Task objective:
Lines before the one containing "Objective: locate each instance of the aquatic" are excluded. Repeat that line and every line after it, exactly.

Items from a dataset:
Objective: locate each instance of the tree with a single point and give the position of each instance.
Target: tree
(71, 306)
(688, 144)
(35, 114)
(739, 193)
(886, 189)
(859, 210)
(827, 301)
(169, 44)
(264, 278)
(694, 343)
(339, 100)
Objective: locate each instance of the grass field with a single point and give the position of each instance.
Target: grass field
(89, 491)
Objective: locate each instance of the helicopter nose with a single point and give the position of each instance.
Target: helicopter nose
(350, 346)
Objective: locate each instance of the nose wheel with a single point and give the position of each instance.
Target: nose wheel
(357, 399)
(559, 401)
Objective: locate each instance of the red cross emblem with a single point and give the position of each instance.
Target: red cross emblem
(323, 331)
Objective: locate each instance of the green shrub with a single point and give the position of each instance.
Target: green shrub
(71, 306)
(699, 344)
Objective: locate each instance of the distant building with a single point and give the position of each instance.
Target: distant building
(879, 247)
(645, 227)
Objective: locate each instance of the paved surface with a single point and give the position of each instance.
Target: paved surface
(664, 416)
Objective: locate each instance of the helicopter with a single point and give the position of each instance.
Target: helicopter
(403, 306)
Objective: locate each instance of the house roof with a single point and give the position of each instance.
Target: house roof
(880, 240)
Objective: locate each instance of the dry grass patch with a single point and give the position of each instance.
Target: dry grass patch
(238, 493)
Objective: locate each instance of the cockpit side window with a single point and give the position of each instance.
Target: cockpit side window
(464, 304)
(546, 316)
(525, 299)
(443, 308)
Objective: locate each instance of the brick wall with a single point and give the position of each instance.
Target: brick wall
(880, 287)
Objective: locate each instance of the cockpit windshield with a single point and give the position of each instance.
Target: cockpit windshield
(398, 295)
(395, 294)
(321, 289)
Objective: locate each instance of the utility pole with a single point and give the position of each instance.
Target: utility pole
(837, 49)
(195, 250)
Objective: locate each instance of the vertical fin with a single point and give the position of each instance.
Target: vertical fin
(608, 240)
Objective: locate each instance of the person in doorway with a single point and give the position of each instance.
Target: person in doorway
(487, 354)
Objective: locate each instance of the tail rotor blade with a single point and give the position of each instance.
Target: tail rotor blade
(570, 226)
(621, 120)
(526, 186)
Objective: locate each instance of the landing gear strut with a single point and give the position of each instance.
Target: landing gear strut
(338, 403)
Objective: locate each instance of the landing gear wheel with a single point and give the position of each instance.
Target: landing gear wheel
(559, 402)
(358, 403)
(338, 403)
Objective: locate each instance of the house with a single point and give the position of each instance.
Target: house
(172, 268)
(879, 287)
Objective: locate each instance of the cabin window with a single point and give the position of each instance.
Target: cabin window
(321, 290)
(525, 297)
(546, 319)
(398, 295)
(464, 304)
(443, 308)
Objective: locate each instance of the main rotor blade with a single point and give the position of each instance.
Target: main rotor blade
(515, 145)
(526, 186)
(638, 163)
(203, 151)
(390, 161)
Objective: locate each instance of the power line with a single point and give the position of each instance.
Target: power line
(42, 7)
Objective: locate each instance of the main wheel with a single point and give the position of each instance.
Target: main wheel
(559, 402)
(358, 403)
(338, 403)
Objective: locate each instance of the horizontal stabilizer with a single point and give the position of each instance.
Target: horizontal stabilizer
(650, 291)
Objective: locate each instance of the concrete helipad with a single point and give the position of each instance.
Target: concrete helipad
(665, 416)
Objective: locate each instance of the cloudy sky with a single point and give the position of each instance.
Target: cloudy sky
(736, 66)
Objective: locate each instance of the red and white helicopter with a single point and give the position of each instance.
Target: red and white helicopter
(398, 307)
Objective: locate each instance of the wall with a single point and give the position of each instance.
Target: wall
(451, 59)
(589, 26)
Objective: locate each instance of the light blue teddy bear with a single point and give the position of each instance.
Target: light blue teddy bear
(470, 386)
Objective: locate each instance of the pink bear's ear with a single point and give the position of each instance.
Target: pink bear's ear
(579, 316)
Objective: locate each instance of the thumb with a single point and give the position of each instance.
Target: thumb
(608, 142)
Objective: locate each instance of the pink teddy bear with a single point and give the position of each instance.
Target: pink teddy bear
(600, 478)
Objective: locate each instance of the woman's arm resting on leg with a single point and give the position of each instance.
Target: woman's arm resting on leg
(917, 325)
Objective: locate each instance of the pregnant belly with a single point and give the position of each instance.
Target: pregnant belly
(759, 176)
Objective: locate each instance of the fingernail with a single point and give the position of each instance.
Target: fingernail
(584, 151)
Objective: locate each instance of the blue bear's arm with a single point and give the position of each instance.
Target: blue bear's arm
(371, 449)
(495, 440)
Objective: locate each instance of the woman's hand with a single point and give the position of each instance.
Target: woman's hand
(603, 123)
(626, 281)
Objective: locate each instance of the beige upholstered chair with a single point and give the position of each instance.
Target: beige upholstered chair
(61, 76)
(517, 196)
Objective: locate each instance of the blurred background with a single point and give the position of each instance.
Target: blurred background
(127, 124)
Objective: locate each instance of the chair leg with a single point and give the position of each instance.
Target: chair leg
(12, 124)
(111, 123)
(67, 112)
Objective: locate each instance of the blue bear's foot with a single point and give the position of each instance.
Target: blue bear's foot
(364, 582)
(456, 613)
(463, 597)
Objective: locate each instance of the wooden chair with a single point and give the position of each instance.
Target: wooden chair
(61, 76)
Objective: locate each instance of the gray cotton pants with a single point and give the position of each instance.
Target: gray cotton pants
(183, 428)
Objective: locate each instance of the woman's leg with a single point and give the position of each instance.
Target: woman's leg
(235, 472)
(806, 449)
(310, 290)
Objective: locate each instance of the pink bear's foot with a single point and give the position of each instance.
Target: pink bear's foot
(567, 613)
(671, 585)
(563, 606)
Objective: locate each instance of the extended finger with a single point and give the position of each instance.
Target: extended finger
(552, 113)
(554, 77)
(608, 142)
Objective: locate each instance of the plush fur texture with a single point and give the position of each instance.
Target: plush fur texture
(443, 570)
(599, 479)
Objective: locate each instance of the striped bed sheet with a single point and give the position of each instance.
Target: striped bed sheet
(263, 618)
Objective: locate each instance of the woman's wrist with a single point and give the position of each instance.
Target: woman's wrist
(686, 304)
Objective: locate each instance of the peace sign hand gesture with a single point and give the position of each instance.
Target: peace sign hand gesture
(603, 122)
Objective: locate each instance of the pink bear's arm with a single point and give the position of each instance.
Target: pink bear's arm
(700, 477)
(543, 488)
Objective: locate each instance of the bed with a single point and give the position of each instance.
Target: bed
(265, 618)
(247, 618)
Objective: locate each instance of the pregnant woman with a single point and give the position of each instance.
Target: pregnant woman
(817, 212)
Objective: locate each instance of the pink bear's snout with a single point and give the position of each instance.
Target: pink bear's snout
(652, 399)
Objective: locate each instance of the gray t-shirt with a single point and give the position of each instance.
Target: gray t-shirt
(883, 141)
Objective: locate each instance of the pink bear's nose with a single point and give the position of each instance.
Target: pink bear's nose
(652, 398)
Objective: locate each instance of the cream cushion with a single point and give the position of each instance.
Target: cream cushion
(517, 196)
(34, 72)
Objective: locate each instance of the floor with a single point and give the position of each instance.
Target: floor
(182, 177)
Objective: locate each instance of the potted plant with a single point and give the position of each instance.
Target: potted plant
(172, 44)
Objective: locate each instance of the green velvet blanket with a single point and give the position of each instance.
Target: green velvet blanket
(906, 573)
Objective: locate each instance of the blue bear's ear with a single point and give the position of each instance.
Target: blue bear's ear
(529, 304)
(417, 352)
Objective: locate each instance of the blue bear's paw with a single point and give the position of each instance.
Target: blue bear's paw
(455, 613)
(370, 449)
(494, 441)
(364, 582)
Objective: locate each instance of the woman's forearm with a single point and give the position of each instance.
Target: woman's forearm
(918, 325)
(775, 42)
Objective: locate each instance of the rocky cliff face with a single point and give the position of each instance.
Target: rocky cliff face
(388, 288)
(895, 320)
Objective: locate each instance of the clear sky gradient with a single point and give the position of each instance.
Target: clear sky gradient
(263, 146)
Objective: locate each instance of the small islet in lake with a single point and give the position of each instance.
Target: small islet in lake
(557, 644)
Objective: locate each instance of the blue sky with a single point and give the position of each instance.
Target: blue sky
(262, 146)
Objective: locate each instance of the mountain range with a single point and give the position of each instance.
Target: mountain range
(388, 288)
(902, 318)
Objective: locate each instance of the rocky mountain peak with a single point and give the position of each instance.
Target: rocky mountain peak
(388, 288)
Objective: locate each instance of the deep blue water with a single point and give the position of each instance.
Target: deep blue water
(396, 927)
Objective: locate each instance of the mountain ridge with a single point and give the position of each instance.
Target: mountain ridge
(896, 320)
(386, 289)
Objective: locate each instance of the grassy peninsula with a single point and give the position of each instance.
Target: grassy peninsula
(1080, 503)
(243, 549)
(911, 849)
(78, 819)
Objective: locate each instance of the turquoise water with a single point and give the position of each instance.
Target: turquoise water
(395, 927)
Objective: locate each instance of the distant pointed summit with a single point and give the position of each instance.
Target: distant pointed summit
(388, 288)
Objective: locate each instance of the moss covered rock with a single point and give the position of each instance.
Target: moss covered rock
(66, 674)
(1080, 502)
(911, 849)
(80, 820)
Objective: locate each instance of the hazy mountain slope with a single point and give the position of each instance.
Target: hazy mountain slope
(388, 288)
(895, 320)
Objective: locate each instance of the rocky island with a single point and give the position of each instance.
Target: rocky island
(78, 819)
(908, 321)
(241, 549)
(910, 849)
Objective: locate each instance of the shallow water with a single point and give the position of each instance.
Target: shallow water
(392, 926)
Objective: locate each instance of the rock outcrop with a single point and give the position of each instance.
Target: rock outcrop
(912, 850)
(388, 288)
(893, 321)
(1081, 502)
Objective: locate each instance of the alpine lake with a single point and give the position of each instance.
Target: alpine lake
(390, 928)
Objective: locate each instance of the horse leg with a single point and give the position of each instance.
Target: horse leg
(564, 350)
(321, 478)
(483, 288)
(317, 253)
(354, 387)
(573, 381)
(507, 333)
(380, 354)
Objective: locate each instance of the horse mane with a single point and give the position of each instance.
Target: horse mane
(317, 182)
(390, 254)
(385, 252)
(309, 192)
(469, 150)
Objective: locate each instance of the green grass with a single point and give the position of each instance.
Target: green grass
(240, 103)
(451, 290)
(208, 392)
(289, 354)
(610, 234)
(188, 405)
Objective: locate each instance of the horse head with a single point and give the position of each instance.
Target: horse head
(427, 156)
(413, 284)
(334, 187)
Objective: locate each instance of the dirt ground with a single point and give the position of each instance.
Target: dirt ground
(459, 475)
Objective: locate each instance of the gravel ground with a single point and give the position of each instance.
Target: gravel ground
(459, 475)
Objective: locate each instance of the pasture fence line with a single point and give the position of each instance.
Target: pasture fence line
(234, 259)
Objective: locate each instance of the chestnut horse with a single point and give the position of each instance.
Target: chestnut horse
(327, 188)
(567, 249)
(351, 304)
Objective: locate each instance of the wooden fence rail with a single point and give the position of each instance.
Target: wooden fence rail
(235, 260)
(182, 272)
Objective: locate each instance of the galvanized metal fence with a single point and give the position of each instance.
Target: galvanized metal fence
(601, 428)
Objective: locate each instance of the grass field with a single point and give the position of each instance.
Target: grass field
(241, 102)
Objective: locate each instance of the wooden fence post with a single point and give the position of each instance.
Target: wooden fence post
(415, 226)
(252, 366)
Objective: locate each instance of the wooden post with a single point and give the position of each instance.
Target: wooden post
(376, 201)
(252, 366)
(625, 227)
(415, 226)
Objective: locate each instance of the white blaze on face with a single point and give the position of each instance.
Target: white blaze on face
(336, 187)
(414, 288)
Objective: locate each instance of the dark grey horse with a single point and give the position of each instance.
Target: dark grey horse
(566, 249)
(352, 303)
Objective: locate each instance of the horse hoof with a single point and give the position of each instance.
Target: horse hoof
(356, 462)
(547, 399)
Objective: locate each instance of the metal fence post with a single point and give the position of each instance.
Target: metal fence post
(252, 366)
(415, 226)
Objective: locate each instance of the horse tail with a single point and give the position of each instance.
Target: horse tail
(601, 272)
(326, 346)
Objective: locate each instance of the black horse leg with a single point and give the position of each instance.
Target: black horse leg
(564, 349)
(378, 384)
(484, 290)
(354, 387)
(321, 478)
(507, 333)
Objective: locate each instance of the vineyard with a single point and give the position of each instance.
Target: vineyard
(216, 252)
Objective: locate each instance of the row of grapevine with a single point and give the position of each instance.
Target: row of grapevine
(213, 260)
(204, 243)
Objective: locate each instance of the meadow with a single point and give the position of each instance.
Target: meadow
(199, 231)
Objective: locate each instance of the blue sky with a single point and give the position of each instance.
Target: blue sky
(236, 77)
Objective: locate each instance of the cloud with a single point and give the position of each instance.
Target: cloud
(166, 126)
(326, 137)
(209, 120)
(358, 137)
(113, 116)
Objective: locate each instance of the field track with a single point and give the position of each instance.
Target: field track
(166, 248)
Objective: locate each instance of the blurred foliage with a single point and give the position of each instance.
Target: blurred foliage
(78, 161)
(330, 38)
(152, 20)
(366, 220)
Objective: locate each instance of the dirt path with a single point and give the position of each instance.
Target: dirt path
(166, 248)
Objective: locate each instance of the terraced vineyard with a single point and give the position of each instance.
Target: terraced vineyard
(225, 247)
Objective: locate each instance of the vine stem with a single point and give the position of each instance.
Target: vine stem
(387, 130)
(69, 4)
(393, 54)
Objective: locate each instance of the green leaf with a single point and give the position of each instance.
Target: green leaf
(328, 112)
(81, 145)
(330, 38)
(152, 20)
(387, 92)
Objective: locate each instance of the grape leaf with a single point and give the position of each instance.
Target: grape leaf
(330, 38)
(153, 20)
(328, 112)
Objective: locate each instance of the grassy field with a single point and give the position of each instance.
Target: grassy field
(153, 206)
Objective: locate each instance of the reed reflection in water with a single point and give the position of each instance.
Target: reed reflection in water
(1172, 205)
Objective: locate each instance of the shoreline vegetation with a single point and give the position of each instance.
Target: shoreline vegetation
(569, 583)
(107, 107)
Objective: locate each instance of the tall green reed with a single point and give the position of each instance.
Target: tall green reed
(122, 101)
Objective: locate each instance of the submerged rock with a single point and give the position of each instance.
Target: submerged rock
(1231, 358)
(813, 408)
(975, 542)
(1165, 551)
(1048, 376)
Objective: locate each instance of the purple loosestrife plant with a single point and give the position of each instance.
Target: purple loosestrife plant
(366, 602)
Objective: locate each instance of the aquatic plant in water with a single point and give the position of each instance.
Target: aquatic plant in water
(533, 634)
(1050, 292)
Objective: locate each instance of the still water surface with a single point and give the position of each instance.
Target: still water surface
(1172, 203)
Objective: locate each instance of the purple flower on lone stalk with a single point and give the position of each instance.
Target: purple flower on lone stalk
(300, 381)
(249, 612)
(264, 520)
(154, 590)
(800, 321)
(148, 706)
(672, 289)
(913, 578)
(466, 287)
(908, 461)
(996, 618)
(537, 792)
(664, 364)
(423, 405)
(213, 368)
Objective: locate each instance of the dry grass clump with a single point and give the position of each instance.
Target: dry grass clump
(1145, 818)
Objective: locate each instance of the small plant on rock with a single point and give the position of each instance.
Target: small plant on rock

Solution for this exercise:
Objective: locate each instance of the aquatic plant in water with a single point and give the position of each instance.
Target: aquatic plant in water
(533, 634)
(1050, 292)
Objective: locate each instance of the still water surface with a single point and give the position of each instance.
Target: still water surface
(1172, 203)
Objective: locate each instance of the purple flower on lone stalk with a single point and give the position of each instance.
Target: purple flower on lone stalk
(300, 381)
(249, 612)
(264, 520)
(154, 590)
(800, 321)
(148, 706)
(672, 289)
(913, 578)
(466, 287)
(908, 461)
(996, 618)
(537, 792)
(664, 364)
(423, 405)
(213, 368)
Objective: locate each instance of the dry grass clump with a single point and give the position of each instance.
Target: dry grass clump
(1145, 818)
Objective: locate each instance of the small plant on rock with a single point and give the position of each instance.
Target: small plant on rock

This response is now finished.